→ **RECORDS FOR THE EXERCISE**:

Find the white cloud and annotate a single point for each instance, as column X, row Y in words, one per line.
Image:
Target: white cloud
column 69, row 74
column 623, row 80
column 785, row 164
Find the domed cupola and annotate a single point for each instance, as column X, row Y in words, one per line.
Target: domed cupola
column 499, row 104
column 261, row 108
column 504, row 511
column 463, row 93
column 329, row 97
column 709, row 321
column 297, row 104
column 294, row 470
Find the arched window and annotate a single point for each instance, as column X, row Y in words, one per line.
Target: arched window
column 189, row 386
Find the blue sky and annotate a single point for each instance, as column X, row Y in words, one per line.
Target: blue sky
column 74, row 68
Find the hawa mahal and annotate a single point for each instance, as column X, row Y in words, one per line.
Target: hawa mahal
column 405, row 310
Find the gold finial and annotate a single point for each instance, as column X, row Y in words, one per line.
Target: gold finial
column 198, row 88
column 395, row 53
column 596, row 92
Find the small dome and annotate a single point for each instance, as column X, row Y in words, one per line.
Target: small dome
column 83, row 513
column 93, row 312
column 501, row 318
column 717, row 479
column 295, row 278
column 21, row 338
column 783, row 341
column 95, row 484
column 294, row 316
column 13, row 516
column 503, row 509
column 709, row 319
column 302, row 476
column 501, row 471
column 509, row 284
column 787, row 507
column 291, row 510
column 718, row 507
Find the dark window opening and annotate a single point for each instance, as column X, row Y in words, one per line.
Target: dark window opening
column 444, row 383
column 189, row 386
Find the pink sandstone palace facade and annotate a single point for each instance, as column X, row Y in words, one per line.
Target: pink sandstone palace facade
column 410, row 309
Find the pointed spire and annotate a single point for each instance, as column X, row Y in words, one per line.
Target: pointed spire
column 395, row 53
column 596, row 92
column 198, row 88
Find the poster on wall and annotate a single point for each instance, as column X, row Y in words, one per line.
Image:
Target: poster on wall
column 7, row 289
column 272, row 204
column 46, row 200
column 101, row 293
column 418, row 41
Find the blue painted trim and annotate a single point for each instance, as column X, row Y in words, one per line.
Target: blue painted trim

→ **TASK DIRECTIONS**:
Set down every record above exactly as given.

→ **EXERCISE SOLUTION**:
Find the white cloud and annotate a single point for each instance, as column X, row Y in words, one per line.
Image:
Target: white cloud
column 69, row 74
column 623, row 80
column 785, row 164
Find the domed cupola and annotate a single point for each instance, as column X, row Y in words, one per line.
Target: domed cupola
column 499, row 104
column 261, row 108
column 504, row 511
column 463, row 93
column 329, row 97
column 709, row 321
column 297, row 104
column 294, row 470
Find the arched window and annotate a single point for each instance, as column X, row Y in words, one per line.
Target: arched window
column 189, row 386
Find the blue sky and annotate a single point for each instance, as column X, row Y in words, one per line.
Target: blue sky
column 74, row 68
Find the hawa mahal and annotate a single point for each instance, as column X, row Y in words, one per line.
Target: hawa mahal
column 405, row 310
Find the gold finial and annotate a single point for each instance, as column X, row Y in words, one per line.
Target: gold finial
column 198, row 88
column 395, row 53
column 596, row 92
Find the small dome and annotate a single point for each instance, as column X, row Y in words, one per line.
Target: small dome
column 83, row 513
column 93, row 312
column 501, row 318
column 717, row 479
column 295, row 278
column 21, row 338
column 783, row 341
column 95, row 484
column 294, row 316
column 13, row 516
column 503, row 509
column 709, row 319
column 302, row 476
column 501, row 471
column 509, row 284
column 787, row 507
column 291, row 510
column 718, row 507
Find the dark window opening and annotate a single point for each instance, as column X, row Y in words, one per line.
Target: dark window opening
column 444, row 383
column 189, row 386
Find the pink sandstone palace facade and annotate a single point for each instance, as column X, row Y in words, one per line.
Target: pink sandstone palace facade
column 410, row 309
Find the pointed spire and annotate a single point for each instance, as column X, row Y in words, one per line.
Target: pointed spire
column 395, row 53
column 596, row 92
column 198, row 88
Find the poster on wall and annotate a single point for each instance, as column X, row Y in words, one per line.
Image:
Target: poster on wall
column 7, row 289
column 272, row 204
column 46, row 200
column 101, row 293
column 418, row 41
Find the blue painted trim and annotate a single point for each instance, as column X, row Y in words, one per line.
Target: blue painted trim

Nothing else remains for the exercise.